- _Instructions to follow_
In the review of Babylon Confidential, substitute "addiction" for "alcoholism" and reproduce the passage starting with "I’ve never had" and going on through "was a problem.".

- _Extracted text_
____________

Before I get to the book and the Foundation, a preface to why I am only reading this now.
I always believe that things in life happen for a reason. A few months ago, my friends MC and WP inadvertently started a slow rekindle of my love of Babylon 5. Or more specifically my love of Claudia Christian. Things started coming to a head with Claudia’s appearance in a recent Castle episode. I had no forewarning that she would be in the episode and when I saw her name in the opening credits (which I never normally read), I literally bounced where I was sitting. In the past couple of weeks I’ve had the good fortune to receive a copy of Babylon Confidential: A Memoir of Love, Sex & Addiction from my dear GC, met David Limburg, and been able to borrow Babylon 5 from JB on DVD so that I can rewatch it. Little did I know how much Claudia’s writing would spark something within me that made me want to share my thoughts with the world.
There are so many things I could say about this book. I could go on and on for hours about how compelling a read it is, about the way in which Claudia paints the story so vividly and at such a pace that sometimes you feel like you’re reliving her past alongside her, rather than reading about it. But, against my usual style of writing, I’m going to do this as succinctly as possible.
I found myself relating to the early years of Claudia’s life, the upheaval, the loss of a sibling, the parents who at one point had seemed so happy through children’s eyes. I had to stop reading for several minutes twice in the first couple of chapters alone as I calmed myself and stopped the tears from falling. Claudia’s writing has a way of enhancing the emotions you would feel on just reading the bare facts, and I’ll admit that bare facts can make me tear up.
I’ve never had the ‘monster’ (as Claudia calls it) that is alcoholism. But I have witnessed what it can do. How it can destroy not just the individuals but the family surrounding them. I know first hand how family ties are severed because it just becomes too much for those who are not the addict to watch the ones they love destroy themselves. It takes a strong person to keep trying to break through those barriers, and on reading Babylon Confidential, I was glad to find that Claudia had two strong women who stood by her, who kept going with her through it, even when she didn’t think her drinking was a problem.
My ‘monster’ is depression. A depression that comes from PTSD. Something I don’t talk about often, and certainly not one that I broadcast consistently. On reading Claudia’s struggle with her ‘monster’, even though they are different, they ultimately, at a fundamental level are also the same. That nagging little voice in your head that you try to fight and often lose against. It’s the one that puts you down and overrides your normal inner voice, screaming it down until you start to confuse the two. You have moments of clarity but often you find yourself being drawn back into that hopeless spiral. Something needs to change in order to help you keep the ‘monster’ at bay.

____________

- _Information shown_
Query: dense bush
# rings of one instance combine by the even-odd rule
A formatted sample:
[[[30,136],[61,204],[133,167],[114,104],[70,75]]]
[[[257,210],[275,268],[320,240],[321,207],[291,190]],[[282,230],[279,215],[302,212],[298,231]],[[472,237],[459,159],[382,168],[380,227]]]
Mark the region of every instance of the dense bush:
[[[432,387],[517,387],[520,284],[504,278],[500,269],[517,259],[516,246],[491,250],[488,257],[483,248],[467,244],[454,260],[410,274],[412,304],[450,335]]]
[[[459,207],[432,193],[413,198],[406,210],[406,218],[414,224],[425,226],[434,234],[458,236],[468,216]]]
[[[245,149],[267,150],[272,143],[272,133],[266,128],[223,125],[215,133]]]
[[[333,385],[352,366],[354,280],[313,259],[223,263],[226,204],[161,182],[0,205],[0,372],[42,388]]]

____________

- _Response area_
I’ve never had the ‘monster’ (as Claudia calls it) that is addiction. But I have witnessed what it can do. How it can destroy not just the individuals but the family surrounding them. I know first hand how family ties are severed because it just becomes too much for those who are not the addict to watch the ones they love destroy themselves. It takes a strong person to keep trying to break through those barriers, and on reading Babylon Confidential, I was glad to find that Claudia had two strong women who stood by her, who kept going with her through it, even when she didn’t think her drinking was a problem.